◆ **BRONTEKST**:
◇ ◇ ◇
ECLI:NL:OGEAA:2016:326

Gerecht in Eerste Aanleg van Aruba

Datum uitspraak
11 mei 2016
Publicatiedatum
18 mei 2016
Zaaknummer
A.R. nr. 2748 van 2015
Instantie
Gerecht in Eerste Aanleg van Aruba
Type
Uitspraak
Rechtsgebied
Civiel recht
Procedures
  • Eerste aanleg - enkelvoudig
Rechters
  • A.H.M. van de Leur
Vindplaatsen
  • Rechtspraak.nl
AI samenvatting door LexboostAutomatisch gegenereerd

Tussenvonnis inzake bevoegdheid parkeerwachters en terugbetaling boete door Aruparking aan Boulevard Hotel N.V.

In deze civiele zaak vordert Boulevard Hotel N.V. dat het Gerecht in Eerste Aanleg van Aruba verklaart dat de parkeerwachters van Aruparking niet bevoegd zijn om handhavend op te treden tegen voertuigen die op een specifieke locatie in Oranjestad geparkeerd staan. Daarnaast vordert Boulevard de terugbetaling van Afl. 200,-- aan door haar betaalde boete en kosten voor het wegslepen van haar auto. Het Gerecht concludeert voorlopig dat er voor Boulevard een andere rechtsgang openstaat, namelijk de bestuursrechtelijke procedure op basis van de Landsverordening administratieve rechtspraak. Dit aspect is tot nu toe niet door partijen besproken, wat het Gerecht aanleiding geeft om een comparitie van partijen te gelasten. Tijdens deze comparitie kunnen partijen hun standpunten verder toelichten en verduidelijken. Het Gerecht wijst erop dat partijen deugdelijk vertegenwoordigd moeten zijn en dat er consequenties verbonden zijn aan het niet verschijnen. De uitspraak van het Gerecht is gedaan op 11 mei 2016, met een vervolgdatum voor de comparitie op 27 mei 2016.

Uitspraak

Vonnis van 11 mei 2016
Behorend bij A.R. nr. 2748 van 2015
GERECHT IN EERSTE AANLEG VAN ARUBA
VONNIS
in de zaak van:
de naamloze vennootschap
BOULEVARD HOTEL N.V.,
gevestigd in Aruba,
eiseres,
hierna ook te noemen: Boulevard,
gemachtigde: de advocaat mr. P.R.C. Brown,
tegen:
de naamloze vennootschap,
COMPANIA ARUBANO DI PARKEER N.V.,
gevestigd in Aruba,
gedaagde,
hierna ook te noemen: Aruparking,
gemachtigde: de advocaat mr. R.A. Wix.

1.DE PROCEDURE

1.1
Het verloop van de procedure, waarin geen gelegenheid wordt geboden voor re- en dupliek, blijkt uit:
- het verzoekschrift, met producties;
- de conclusie van antwoord, met producties.
◇ ◇ ◇
◆ **OPDRACHT 1**: Op welke datum staat volgens de uitspraak over Boulevard Hotel de comparitie van partijen gepland?
◆ **OPDRACHT 2**: Geef uit de uitspraak over Boulevard Hotel letterlijk het stuk weer vanaf "1.DE PROCEDURE" tot en met "antwoord, met producties.".
De lijst heeft niets te maken met de uitspraak over Boulevard Hotel.

◆ **GEGEVENSUITTREKSEL**:
◇ ◇ ◇
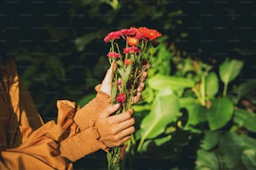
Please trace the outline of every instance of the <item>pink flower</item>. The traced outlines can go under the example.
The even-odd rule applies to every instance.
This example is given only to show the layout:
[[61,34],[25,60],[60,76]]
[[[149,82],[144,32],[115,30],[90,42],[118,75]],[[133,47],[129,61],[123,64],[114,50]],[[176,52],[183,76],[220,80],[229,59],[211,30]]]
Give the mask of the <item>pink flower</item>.
[[122,84],[122,82],[121,82],[120,78],[118,78],[118,80],[116,82],[116,84],[117,85],[121,85]]
[[136,46],[139,44],[139,39],[136,38],[127,37],[126,42],[130,46]]
[[107,54],[107,57],[109,57],[109,58],[120,58],[119,53],[117,53],[117,52],[110,52]]
[[121,29],[120,32],[126,36],[135,36],[136,33],[133,29]]
[[138,53],[140,52],[140,48],[137,47],[131,47],[124,48],[124,53]]
[[117,102],[125,102],[126,99],[125,94],[124,93],[120,93],[116,96],[115,101]]
[[122,32],[120,31],[111,32],[105,37],[104,41],[108,42],[110,40],[120,38],[120,36],[122,36]]
[[125,64],[126,66],[129,66],[130,63],[131,63],[131,60],[130,59],[125,59]]
[[158,31],[156,31],[156,29],[149,29],[149,28],[145,28],[145,27],[141,27],[141,28],[139,28],[139,30],[150,41],[152,41],[152,40],[154,40],[154,39],[161,36],[161,34]]

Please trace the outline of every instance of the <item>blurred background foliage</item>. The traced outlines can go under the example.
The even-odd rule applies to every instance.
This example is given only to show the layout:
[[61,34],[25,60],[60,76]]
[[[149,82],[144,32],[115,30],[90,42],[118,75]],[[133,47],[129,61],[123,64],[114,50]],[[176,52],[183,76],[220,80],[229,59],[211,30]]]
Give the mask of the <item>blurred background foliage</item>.
[[[157,29],[163,37],[145,100],[135,106],[137,132],[123,166],[253,169],[253,5],[238,0],[9,1],[3,10],[12,16],[6,30],[12,43],[5,49],[48,121],[56,118],[56,100],[84,105],[94,98],[109,67],[103,41],[109,32]],[[74,168],[104,169],[105,154],[91,154]]]

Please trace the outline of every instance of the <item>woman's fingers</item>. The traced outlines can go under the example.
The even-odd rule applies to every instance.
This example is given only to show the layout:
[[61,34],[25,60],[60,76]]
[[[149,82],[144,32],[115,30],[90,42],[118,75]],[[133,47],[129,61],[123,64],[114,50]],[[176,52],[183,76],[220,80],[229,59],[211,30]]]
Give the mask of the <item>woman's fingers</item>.
[[120,122],[122,122],[125,120],[128,120],[131,118],[131,115],[133,114],[133,109],[131,108],[128,111],[117,114],[117,115],[113,115],[109,118],[109,122],[111,124],[118,124]]

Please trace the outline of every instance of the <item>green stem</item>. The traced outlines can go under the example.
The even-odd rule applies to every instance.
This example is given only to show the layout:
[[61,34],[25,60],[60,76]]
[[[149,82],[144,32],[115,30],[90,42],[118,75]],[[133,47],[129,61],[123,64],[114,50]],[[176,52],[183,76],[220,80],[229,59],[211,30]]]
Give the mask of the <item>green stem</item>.
[[137,152],[140,152],[141,151],[143,143],[144,143],[144,138],[141,138],[141,141],[140,141],[138,148],[137,148]]
[[205,75],[203,74],[201,80],[201,103],[202,106],[206,105],[205,98]]
[[227,92],[228,92],[228,83],[224,83],[223,96],[227,95]]

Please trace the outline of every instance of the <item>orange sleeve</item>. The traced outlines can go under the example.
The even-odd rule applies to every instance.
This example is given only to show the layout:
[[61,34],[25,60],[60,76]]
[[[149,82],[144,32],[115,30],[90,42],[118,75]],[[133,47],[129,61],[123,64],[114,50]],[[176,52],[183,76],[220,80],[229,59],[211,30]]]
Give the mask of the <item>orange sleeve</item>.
◇ ◇ ◇
◆ **ANTWOORD 1**: 27 mei 2016

◆ **ANTWOORD 2**:
1.DE PROCEDURE

1.1
Het verloop van de procedure, waarin geen gelegenheid wordt geboden voor re- en dupliek, blijkt uit:
- het verzoekschrift, met producties;
- de conclusie van antwoord, met producties.